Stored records
+---+

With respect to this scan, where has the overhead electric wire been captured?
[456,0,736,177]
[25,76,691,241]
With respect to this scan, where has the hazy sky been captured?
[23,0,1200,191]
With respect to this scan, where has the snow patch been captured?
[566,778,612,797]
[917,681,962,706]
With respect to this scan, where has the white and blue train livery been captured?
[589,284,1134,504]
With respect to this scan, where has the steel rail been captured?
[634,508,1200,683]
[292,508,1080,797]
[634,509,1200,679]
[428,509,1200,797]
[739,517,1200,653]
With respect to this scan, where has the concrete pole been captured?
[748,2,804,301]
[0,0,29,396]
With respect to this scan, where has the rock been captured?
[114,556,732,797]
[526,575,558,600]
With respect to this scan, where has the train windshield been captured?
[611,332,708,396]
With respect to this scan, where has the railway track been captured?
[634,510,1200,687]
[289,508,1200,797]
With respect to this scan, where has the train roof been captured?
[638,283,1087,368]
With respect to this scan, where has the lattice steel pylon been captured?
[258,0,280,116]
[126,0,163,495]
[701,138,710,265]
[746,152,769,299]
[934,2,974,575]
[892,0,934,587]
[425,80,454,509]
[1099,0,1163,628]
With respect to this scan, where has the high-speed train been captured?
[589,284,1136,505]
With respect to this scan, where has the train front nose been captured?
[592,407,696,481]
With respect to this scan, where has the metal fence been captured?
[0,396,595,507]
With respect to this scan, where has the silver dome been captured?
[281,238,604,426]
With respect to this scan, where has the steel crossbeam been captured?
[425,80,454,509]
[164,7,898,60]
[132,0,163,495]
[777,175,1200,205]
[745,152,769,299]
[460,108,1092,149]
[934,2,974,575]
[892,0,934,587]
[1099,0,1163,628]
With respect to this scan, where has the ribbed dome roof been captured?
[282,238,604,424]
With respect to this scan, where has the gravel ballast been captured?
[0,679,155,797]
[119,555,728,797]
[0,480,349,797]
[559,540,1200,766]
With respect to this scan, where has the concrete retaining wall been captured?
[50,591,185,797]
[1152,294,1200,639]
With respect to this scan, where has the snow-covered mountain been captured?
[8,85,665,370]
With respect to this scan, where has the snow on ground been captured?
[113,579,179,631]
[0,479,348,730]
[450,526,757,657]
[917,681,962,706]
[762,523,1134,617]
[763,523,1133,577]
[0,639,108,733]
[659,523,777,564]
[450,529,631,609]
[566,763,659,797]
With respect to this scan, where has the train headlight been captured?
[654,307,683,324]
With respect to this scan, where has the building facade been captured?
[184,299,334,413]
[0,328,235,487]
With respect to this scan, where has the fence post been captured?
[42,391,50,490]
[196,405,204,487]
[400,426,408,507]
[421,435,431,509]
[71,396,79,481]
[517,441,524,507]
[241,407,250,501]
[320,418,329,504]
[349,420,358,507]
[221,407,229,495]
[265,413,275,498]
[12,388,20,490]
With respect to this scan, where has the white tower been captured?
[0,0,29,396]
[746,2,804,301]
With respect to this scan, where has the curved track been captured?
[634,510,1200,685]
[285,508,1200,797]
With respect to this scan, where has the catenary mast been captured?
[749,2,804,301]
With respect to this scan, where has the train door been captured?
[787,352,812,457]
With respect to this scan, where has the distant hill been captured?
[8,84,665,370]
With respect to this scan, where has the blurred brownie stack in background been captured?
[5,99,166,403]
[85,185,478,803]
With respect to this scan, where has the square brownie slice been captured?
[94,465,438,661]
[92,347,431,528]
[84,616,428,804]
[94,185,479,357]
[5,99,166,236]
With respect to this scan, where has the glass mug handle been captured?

+---+

> _WORK TO BE COMPLETED_
Return the lines from the one containing "With respect to this scan, where has the high-speed" through the one containing "[654,307,683,324]", both included, copied exactly.

> _CORRECT RESPONSE_
With respect to this scan, where has the high-speed train been captured?
[589,284,1136,505]
With respect to this scan, where has the train front nose been captured?
[592,407,696,481]
With respect to this scan, where has the metal fence been captured?
[0,396,595,507]
With respect to this scan, where has the silver dome been captured?
[281,238,604,426]
With respect to this scan, where has the steel crossbeam been captured?
[425,80,454,509]
[164,7,898,60]
[132,0,163,495]
[777,175,1200,205]
[745,152,769,299]
[460,108,1092,149]
[934,2,974,575]
[892,0,934,587]
[1099,0,1163,628]
With respect to this scan, where has the ribbed dome roof been captured?
[282,238,604,424]
With respect to this scan, where has the gravel ballast been captured?
[0,679,155,797]
[119,555,728,797]
[0,480,349,797]
[559,540,1200,766]
With respect to this scan, where has the concrete retaining wall been captured?
[50,591,185,797]
[1152,294,1200,639]
With respect to this scan, where has the snow-covered mountain been captured?
[8,85,665,370]
With respect to this scan, where has the snow on ground been captured?
[113,579,179,631]
[0,479,348,730]
[450,526,757,657]
[917,681,962,706]
[762,523,1134,617]
[763,523,1133,577]
[0,639,108,733]
[659,523,777,564]
[450,529,631,609]
[566,763,659,797]
With respect to this scan, where has the train headlight been captured?
[654,307,683,324]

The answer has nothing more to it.